TASK REQUIREMENTS – Rewrite all of the items below, changing every "photograph" to "image" and leaving everything else the same. Don't include the pictures in your answer.

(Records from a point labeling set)
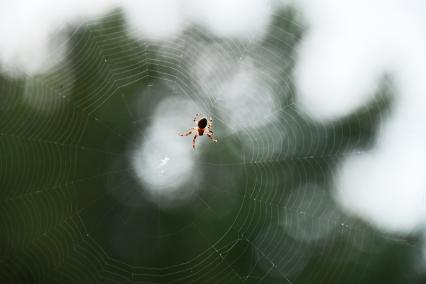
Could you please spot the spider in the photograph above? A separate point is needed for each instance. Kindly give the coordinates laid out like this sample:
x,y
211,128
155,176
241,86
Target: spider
x,y
201,125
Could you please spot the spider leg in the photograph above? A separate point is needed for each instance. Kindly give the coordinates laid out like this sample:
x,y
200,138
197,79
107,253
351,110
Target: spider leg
x,y
196,117
188,132
193,141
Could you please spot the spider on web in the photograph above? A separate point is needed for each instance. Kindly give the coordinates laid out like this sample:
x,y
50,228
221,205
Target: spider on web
x,y
202,125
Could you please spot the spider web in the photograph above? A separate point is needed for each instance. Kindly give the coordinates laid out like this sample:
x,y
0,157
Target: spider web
x,y
72,209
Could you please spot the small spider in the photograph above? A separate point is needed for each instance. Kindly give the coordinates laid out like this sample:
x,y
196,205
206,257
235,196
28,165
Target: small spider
x,y
201,125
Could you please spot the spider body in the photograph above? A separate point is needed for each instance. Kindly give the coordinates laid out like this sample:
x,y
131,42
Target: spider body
x,y
202,125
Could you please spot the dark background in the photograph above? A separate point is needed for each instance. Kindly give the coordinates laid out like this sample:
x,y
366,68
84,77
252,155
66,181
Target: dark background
x,y
72,209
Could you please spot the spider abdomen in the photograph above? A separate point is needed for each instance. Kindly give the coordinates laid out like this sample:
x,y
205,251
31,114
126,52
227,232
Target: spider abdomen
x,y
202,123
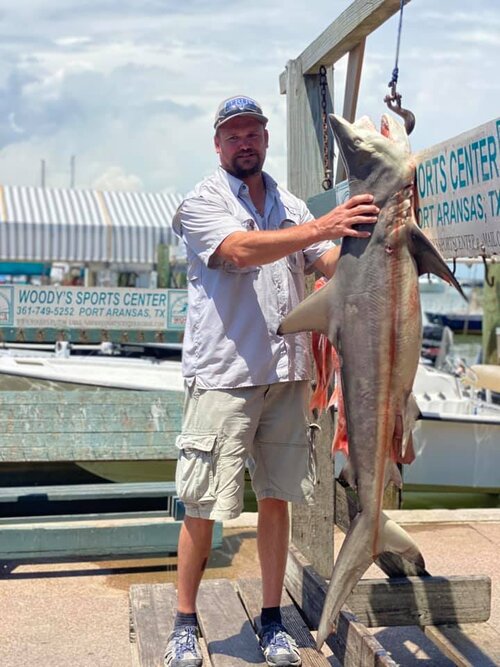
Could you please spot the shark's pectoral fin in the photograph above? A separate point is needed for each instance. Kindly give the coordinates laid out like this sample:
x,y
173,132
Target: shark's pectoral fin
x,y
393,475
402,442
394,538
428,259
348,475
313,314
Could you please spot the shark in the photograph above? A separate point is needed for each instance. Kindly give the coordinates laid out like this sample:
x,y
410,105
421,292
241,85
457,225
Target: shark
x,y
370,311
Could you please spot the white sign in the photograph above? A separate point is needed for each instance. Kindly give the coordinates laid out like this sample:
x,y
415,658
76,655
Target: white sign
x,y
92,307
458,186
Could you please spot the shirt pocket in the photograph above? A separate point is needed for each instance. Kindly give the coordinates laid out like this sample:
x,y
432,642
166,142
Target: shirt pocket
x,y
194,475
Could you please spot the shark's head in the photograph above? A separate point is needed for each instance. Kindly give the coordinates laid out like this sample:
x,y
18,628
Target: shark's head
x,y
379,162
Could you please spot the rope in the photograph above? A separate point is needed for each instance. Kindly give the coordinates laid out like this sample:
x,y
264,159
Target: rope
x,y
395,71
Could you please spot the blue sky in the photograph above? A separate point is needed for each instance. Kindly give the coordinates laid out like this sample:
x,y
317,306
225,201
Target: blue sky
x,y
130,87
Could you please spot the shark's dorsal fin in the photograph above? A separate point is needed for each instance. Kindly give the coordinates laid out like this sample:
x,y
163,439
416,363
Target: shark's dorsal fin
x,y
313,314
428,259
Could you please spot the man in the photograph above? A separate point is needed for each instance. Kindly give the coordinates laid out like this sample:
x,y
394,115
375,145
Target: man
x,y
249,244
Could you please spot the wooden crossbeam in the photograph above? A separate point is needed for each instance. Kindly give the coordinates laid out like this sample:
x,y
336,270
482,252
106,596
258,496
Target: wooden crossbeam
x,y
471,645
354,24
394,602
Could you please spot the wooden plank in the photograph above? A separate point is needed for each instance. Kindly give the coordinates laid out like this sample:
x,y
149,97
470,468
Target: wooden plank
x,y
230,638
63,492
88,446
474,645
394,602
152,613
354,24
421,600
251,594
346,508
352,643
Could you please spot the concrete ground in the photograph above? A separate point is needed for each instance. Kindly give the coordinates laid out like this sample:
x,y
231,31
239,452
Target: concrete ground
x,y
76,615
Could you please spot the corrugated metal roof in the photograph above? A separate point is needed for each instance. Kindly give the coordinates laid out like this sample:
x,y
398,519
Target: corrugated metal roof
x,y
55,224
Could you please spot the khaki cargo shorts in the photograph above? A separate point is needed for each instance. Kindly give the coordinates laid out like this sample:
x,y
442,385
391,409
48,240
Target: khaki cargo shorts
x,y
264,427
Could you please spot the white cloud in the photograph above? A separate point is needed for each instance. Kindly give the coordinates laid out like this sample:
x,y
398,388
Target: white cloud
x,y
114,178
130,88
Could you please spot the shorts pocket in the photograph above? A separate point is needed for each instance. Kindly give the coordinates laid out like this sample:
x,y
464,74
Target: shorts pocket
x,y
194,475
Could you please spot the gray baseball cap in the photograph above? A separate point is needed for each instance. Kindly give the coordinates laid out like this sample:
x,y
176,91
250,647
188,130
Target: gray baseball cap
x,y
240,105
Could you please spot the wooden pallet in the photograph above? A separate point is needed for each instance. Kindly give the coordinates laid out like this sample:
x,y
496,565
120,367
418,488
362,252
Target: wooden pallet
x,y
227,612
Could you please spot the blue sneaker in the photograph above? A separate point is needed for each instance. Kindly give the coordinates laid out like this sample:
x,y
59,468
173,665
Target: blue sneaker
x,y
183,649
278,647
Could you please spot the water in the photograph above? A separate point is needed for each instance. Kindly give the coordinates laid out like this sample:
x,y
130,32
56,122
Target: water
x,y
467,347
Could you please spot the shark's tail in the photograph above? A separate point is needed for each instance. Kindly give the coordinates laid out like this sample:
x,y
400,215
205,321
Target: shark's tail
x,y
361,547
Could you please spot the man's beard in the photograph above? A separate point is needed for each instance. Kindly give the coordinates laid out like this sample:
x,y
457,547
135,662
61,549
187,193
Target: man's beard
x,y
244,172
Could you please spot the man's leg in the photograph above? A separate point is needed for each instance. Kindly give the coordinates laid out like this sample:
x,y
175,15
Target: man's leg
x,y
278,646
195,541
272,544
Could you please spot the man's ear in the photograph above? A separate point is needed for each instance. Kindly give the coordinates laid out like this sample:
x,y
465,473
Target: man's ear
x,y
216,144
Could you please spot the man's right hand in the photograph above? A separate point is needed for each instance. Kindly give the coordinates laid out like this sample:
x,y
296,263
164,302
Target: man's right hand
x,y
339,222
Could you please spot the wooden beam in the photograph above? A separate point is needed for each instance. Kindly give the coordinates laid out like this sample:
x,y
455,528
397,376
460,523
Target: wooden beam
x,y
474,645
360,19
351,92
230,638
152,614
305,132
394,602
352,643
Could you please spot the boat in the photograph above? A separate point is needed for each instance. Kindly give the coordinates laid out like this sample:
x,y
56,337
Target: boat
x,y
456,441
462,323
90,371
431,283
35,369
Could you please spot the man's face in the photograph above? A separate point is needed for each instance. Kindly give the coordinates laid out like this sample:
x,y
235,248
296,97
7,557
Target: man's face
x,y
241,144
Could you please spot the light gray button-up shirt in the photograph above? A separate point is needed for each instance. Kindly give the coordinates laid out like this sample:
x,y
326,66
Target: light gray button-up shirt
x,y
230,338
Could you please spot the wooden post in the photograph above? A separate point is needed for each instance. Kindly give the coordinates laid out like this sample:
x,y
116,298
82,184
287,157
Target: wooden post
x,y
312,529
163,263
491,315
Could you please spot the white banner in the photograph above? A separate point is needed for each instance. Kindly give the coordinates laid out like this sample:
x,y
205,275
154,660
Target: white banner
x,y
92,307
458,186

WRITTEN RESPONSE –
Could you please spot the spider in the image above? A separate point is needed for each instance. Kindly give the coordinates laid out like this sample:
x,y
211,128
155,176
241,86
Target: spider
x,y
201,125
Could you please spot the spider leg in the image above? A separate point is needed for each instance. Kindly give the coordinates laid out like this sample:
x,y
200,138
197,79
107,253
351,110
Target: spider leg
x,y
196,117
188,132
193,141
Could you please spot the spider on web in the image above? A separate point is needed for each instance. Kindly give the coordinates laid out like this sample:
x,y
50,228
221,205
Target: spider on web
x,y
202,125
Could you please spot the spider web in the image above? A separate point is needed for each instance. Kindly give the coordinates laid out like this sample:
x,y
0,157
Target: spider web
x,y
72,209
Could you please spot the small spider in the image above? A separate point is needed for each instance. Kindly give the coordinates laid out like this sample:
x,y
196,205
206,257
235,196
28,165
Target: small spider
x,y
201,125
Could you please spot the spider body in the image above? A separate point is needed for each instance. Kindly give the coordinates laid out like this sample:
x,y
131,42
Target: spider body
x,y
202,125
Could you please spot the dark background in the image above? A separate point is needed for each instance. Kindly give the coordinates laid out like this sample:
x,y
366,68
84,77
252,155
66,181
Target: dark background
x,y
72,209
Could you please spot the spider abdomen in the image above? A separate point is needed for each instance. Kindly give the coordinates laid out like this sample:
x,y
205,251
31,114
126,52
227,232
Target: spider abdomen
x,y
202,123
Could you please spot the shark's pectoral fin in the image above? A separate point is needed for each instance. Kindly give the coordinates laid out like this sample:
x,y
173,132
Target: shark's pectoral fin
x,y
393,475
402,442
394,538
428,259
348,475
313,314
Could you please spot the shark in the image above? A separate point is needed for each instance. Kindly give the coordinates laid out like this sample:
x,y
410,105
421,292
241,85
457,225
Target: shark
x,y
370,311
Could you please spot the white sign in the image above? A separate point is needed for each instance. Kindly give the coordinates laid out like this sample:
x,y
415,658
76,655
Target: white sign
x,y
92,307
458,186
Could you please spot the shirt pocket in the image above? A separate point is needed for each instance. Kindly give the coordinates laid out like this sample:
x,y
432,642
166,142
Target: shirt pocket
x,y
194,475
Could you please spot the shark's head in the image above? A separate point is needed for each instance. Kindly give the coordinates laid out like this sample:
x,y
18,628
Target: shark's head
x,y
379,162
Could you please spot the rope in the image above? A separate point is needed for each instance. Kindly give the coordinates laid out like this sample:
x,y
264,159
Target: rope
x,y
395,71
Could you please spot the blue sky in the image above? A separate point is needed for each instance. Kindly give the coordinates laid out like this sample:
x,y
317,306
225,201
Target: blue sky
x,y
130,87
Could you please spot the shark's dorsal fin in the image above? A separate point is needed for each instance. Kindly give the coordinates laid out like this sample:
x,y
163,439
416,363
Target: shark's dorsal fin
x,y
313,314
428,259
Could you please spot the man in the image above? A separate point is needed for each instance. Kindly give the coordinates laid out like this sample:
x,y
394,115
375,145
Target: man
x,y
249,244
Could you please spot the wooden crossbeam in the image above? A separate point is needed for each instance. Kindly give the coordinates laid out like this sample:
x,y
336,270
482,252
106,596
258,496
Target: wooden crossbeam
x,y
471,645
354,24
394,602
Could you please spot the wooden plank in the image above? A separate point is needed for each instance. Kindly give the coordinates laid out like this sample:
x,y
149,97
470,468
Target: wooden plank
x,y
230,638
63,492
88,446
474,645
394,602
152,613
354,24
421,600
251,594
346,508
352,643
Could you please spot the concrete ground in the image above? A separate point is needed for each instance. Kindly give the coordinates laid out like this sample:
x,y
231,31
239,452
Target: concrete ground
x,y
76,615
Could you please spot the corrugated metal roof in the image above? A separate point is needed for each instance. Kindly give the coordinates laid out like this sample:
x,y
398,519
Target: corrugated metal roof
x,y
55,224
Could you please spot the khaki cargo shorts in the image above? A separate point is needed for each instance. Kindly give the coordinates laid out like this sample:
x,y
442,385
391,409
48,240
Target: khaki cargo shorts
x,y
264,427
Could you please spot the white cloud in the image above? A separate point is needed for each instance. Kindly give the coordinates laid out like this sample:
x,y
398,388
Target: white cloud
x,y
114,178
130,88
Could you please spot the shorts pocket in the image above? A separate point is needed for each instance. Kindly give the coordinates laid out like this sample:
x,y
464,74
Target: shorts pocket
x,y
194,475
Could you please spot the gray baseball cap in the image above? A separate point is needed for each instance. Kindly give the coordinates laid out like this sample:
x,y
176,91
250,647
188,130
Target: gray baseball cap
x,y
240,105
Could you please spot the wooden pallet in the image above? A separate point is needed for each instance. Kindly give the coordinates laid out like this sample:
x,y
496,565
120,367
418,488
362,252
Target: wooden pallet
x,y
227,612
Could you please spot the blue sneaker in the image above? A separate point is needed for each instance. Kindly give the coordinates laid out like this sample:
x,y
59,468
173,665
Target: blue sneaker
x,y
183,649
278,647
Could you please spot the water in the image above? A separate point is needed for each instance. Kindly give the coordinates laid out like this sample:
x,y
130,32
56,122
Target: water
x,y
467,347
Could you please spot the shark's tail in the image above? A separate point is needed for each instance. Kindly give the coordinates laid out like this sample:
x,y
400,215
205,321
Target: shark's tail
x,y
361,547
Could you please spot the man's beard in the image above? A separate point is needed for each instance. Kindly give the coordinates laid out like this sample:
x,y
457,547
135,662
61,549
187,193
Target: man's beard
x,y
244,172
Could you please spot the man's leg in the image above? A separate point is needed for each instance. Kindly give the coordinates laid out like this sample:
x,y
175,15
Target: man's leg
x,y
278,646
195,541
272,544
Could you please spot the man's ear in the image above? A separate point is needed for each instance. Kindly give the coordinates laid out like this sample:
x,y
465,473
Target: man's ear
x,y
216,144
Could you please spot the man's right hand in the image above? A separate point is needed for each instance. Kindly give the coordinates laid out like this sample:
x,y
296,263
164,302
Target: man's right hand
x,y
339,222
Could you please spot the wooden beam in the image above? A separate point is needed for each instance. Kindly give the coordinates laid out like this sample:
x,y
455,528
397,376
460,523
Target: wooden beam
x,y
474,645
360,19
351,92
230,638
152,614
305,132
394,602
352,643
Could you please spot the boat in the image above? A separate point is needed for each instance. Kindly give the coordinates laid out like this sample:
x,y
56,337
Target: boat
x,y
456,441
462,323
90,371
431,283
35,369
Could you please spot the man's face in the image above? A separate point is needed for each instance. Kindly give the coordinates laid out like this sample:
x,y
235,248
296,97
7,557
Target: man's face
x,y
241,144
Could you please spot the light gray button-up shirt in the image above? A separate point is needed for each instance. Kindly give the coordinates laid out like this sample:
x,y
326,66
Target: light gray button-up shirt
x,y
230,338
Could you please spot the wooden post in the image above? A separate point is needed for each instance. Kindly give the coordinates laid out like this sample:
x,y
116,298
82,184
287,157
Target: wooden post
x,y
312,529
163,263
491,315
Could you please spot the white banner in the image above? A separate point is needed for each instance. Kindly give the coordinates laid out like this sample:
x,y
205,275
154,660
Target: white banner
x,y
92,307
458,186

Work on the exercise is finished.